GIVEN EXERCISE 1
Could you transcribe the price-tracking article word for word, from "How hard can" up to and including "and product name."?
GIVEN EXERCISE 2
Answer these questions about the price-tracking article:
(a) Why was it decided to track the cheapest product in a category rather than one particular product?
(b) What product is given as an example of a category to track?
(c) How are the search results sorted to find the cheapest product?
GIVEN EXERCISE 3
How would the price-tracking article go on after its last sentence? Write the next part.

SOURCE DOCUMENT
######
How hard can it be, right? Reality says - wrong!

Simple idea of collecting data from website

On the first glance, the task was an easy peasy one. We simply need to track product's page in a store and grab its price. Having the table of price and date the price was collected makes it easy to calculate inflation rate, build a nice visual chart, and do any other fancy stuff for data analysis.

Since a product may disappear from sale, it was decided not to track a particular product, but to track the cheapest product in its category. For example, cheapest bread. This makes sense, as people will continue buying bread anyways. It's the price that matters, not brand and product name.

Having established basics, an approach emerged:

Navigate to grocery store's website
Search for a product that has to be tracked
Sort the search result by price to get the cheapest product
Nicely ask AI to help writing software code that grabs product title and price of the first product on the page. Since results are sorted starting cheapest one, the first product on page will have the lowest price
Collect a database of price changes, calculate real inflation, show fancy charts
Add more products for tracking, more stores, grab a beer and enjoy results

And that opened hell of HTML layouts.
######
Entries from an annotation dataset
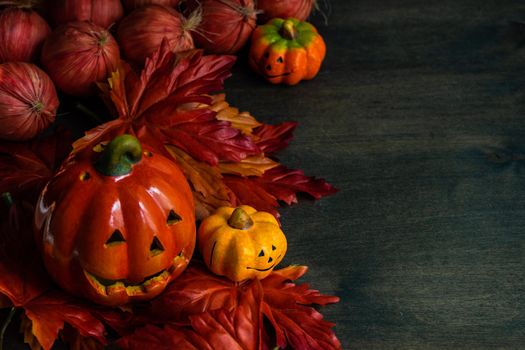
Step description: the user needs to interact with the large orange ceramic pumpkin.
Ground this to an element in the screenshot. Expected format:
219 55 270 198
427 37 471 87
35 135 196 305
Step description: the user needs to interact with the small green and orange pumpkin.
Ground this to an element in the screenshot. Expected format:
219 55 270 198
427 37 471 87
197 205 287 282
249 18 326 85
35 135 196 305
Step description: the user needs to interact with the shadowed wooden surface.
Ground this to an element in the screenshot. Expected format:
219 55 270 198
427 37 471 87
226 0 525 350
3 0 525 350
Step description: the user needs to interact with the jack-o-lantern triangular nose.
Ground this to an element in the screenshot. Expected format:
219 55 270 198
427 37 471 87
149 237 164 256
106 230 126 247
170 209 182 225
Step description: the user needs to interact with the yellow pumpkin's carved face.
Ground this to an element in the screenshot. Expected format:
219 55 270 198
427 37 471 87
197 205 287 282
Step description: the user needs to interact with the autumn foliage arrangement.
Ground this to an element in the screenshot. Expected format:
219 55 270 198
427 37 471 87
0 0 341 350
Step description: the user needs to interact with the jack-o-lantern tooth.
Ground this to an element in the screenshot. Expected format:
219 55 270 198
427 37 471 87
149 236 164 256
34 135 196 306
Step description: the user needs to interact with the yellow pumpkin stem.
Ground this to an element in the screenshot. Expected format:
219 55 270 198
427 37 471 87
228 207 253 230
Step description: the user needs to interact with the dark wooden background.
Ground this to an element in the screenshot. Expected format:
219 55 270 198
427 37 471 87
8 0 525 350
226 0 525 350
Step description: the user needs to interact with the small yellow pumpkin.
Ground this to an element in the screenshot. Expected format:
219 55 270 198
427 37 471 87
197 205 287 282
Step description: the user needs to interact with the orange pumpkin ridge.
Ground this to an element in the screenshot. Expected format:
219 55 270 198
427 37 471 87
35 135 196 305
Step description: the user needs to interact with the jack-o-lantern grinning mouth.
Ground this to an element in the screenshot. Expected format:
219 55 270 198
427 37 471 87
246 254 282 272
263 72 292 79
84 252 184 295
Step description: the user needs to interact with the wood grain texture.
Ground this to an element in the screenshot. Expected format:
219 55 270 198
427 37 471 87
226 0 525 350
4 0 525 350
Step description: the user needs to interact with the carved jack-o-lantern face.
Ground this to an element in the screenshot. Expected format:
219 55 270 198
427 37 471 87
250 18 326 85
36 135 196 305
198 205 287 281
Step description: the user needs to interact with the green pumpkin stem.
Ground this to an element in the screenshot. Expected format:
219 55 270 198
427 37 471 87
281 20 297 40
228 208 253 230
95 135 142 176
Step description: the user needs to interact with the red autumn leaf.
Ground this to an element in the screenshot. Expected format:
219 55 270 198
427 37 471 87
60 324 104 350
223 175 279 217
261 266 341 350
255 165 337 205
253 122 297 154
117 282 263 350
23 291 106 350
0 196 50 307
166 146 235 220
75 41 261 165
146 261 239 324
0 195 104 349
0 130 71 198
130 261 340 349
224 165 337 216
######
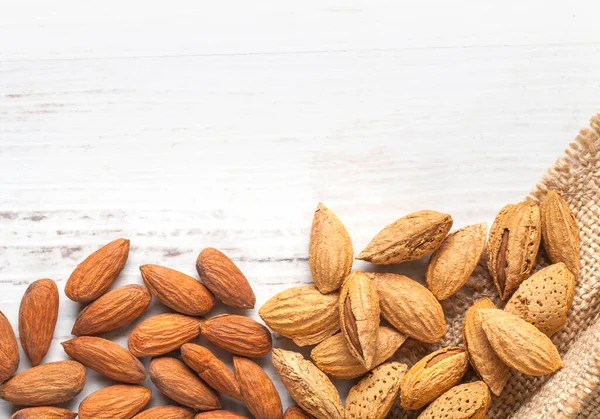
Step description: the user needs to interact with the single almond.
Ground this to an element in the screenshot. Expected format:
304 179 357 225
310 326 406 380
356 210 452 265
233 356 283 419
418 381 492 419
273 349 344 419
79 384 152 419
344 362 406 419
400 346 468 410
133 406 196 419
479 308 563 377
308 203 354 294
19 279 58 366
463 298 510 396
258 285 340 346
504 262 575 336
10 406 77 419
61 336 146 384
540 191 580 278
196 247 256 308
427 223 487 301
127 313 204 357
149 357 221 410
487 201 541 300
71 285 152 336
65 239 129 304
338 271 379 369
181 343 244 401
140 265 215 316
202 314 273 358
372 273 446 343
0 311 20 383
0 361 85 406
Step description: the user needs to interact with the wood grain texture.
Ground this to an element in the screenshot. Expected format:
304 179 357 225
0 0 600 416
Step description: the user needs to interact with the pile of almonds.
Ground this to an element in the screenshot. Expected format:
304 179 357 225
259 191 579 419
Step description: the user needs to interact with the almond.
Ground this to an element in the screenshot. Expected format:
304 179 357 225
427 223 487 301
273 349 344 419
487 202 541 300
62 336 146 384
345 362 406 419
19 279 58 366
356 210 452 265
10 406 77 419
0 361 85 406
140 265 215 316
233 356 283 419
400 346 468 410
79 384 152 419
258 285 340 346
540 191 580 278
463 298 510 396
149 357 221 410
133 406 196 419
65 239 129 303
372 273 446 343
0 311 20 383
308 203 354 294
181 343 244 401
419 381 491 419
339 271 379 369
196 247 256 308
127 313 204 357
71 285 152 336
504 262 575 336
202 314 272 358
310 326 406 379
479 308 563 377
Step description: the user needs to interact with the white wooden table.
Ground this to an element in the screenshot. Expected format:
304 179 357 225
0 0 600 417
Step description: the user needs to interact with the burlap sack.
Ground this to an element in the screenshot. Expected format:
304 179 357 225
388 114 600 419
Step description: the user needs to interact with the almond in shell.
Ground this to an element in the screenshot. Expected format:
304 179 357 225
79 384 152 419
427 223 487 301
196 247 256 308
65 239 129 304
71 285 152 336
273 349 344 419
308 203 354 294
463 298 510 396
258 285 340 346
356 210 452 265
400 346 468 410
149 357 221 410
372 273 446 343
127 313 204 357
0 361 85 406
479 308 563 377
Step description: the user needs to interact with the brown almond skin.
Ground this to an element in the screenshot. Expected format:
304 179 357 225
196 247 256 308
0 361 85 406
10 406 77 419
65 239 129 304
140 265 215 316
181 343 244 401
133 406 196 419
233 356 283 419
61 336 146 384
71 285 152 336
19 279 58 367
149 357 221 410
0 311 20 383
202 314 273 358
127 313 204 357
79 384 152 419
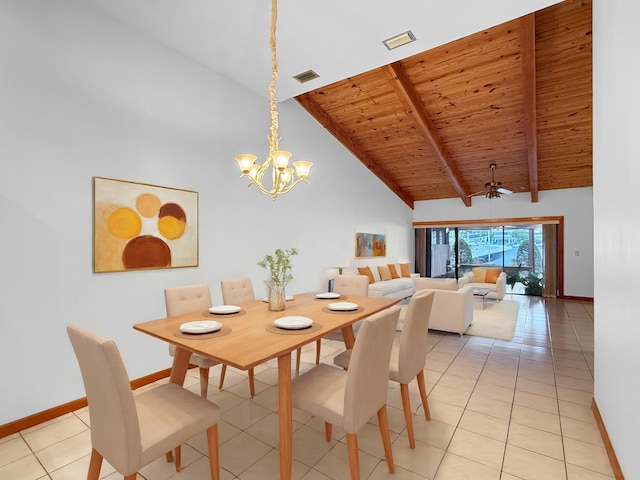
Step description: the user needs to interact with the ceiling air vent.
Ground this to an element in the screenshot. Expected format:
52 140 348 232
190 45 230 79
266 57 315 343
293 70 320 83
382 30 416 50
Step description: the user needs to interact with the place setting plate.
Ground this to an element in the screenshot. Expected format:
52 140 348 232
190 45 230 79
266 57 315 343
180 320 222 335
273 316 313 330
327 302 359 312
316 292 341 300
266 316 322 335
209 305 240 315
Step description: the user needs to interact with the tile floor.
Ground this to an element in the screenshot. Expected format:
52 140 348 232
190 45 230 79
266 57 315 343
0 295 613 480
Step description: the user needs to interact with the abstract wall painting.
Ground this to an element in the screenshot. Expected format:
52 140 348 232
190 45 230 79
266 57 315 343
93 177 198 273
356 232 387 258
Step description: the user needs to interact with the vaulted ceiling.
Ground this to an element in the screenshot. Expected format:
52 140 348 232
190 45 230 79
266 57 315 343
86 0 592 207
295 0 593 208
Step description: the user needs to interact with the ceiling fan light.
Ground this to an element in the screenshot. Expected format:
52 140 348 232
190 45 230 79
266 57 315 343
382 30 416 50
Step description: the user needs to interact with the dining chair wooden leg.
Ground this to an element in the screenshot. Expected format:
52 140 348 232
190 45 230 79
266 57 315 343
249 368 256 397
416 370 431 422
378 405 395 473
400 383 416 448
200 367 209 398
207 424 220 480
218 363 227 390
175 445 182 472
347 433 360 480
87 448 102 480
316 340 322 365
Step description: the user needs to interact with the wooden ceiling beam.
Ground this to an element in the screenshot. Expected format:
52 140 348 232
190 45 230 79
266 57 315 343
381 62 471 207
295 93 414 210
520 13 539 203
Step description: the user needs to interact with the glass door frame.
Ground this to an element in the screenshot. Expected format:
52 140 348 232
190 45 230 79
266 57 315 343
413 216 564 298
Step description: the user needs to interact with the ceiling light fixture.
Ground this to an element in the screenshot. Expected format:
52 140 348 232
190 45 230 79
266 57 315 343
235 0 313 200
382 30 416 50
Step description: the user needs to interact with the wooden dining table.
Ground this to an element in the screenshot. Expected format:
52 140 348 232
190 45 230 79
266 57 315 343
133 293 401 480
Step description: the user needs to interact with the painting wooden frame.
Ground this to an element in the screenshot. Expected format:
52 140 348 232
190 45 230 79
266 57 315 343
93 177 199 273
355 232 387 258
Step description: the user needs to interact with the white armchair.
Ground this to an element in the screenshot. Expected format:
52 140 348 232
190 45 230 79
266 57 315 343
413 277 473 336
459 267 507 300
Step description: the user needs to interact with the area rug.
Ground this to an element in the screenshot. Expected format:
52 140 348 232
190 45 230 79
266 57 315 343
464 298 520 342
######
WRITTEN ANSWER 1
How hard can it be, right? Reality says - wrong!

Simple idea of collecting data from website

On the first glance, the task was an easy peasy one. We simply need to track product's page in a store and grab its price. Having the table of price and date the price was collected makes it easy to calculate inflation rate, build a nice visual chart, and do any other fancy stuff for data analysis.

Since a product may disappear from sale, it was decided not to track a particular product, but to track the cheapest product in its category. For example, cheapest bread. This makes sense, as people will continue buying bread anyways. It's the price that matters, not brand and product name.

WRITTEN ANSWER 2
(a) Because a product may disappear from sale.
(b) Bread.
(c) By price.

WRITTEN ANSWER 3
Who knew stores treat price tags like government secrets? Not me

At first, the plan was honest and civilized: use the good old BeautifulSoup - a Python library as gentle and friendly as its name. I fed it some HTML from the first store, and it dutifully fetched the price like a golden retriever bringing a stick. Success! This is going to be easy, I thought. A classic setup:

At that point, my noble produce inflation tracker quietly died. Not with a bang, but with a CAPTCHA. Almost every store now demands you to prove you're human - simply for the honor of reading the price tag of a loaf of bread. It’s as if prices are state secrets, and shoppers are undercover agents. You just want to know how much eggs cost, and suddenly you're solving puzzles for an algorithm that doesn’t believe in your existence.

Having next store in the tracker’s list returned empty soup full of nothing except CAPTCHA wall, I escalated. AI has advised to bring out the big guns: Firefox, a real browser with a real user profile, controlled by Selenium. Driven by code, grocery stores opened their pages for a proper citizen of the Internet.

def fetch_page_selenium(url):
    firefox_options = FirefoxOptions()
    firefox_options.binary_location = r"d:\...firefox.exe"
    firefox_options.add_argument('--profile')
    firefox_options.add_argument(r'd:\...\firefox-for-selenium')
    firefox_options.set_preference("javascript.enabled", True)
    firefox_options.set_preference("general.useragent.override", 
        "Mozilla/5.0 ... Firefox/115.0")
    ...
    driver.get(url)
    driver.execute_script("Object.defineProperty(navigator, 'webdriver', {get: () => undefined})")
    ...

I impersonated Firefox 115.0 on Windows 10, disabled navigator.webdriver, accepted insecure TLS certificates, and pretended to be less secure than I actually am - all to read the price of loaf of bread. Meanwhile, real humans browse the same site with dozen of tabs open and two ad blockers, and still get through fine. Irony?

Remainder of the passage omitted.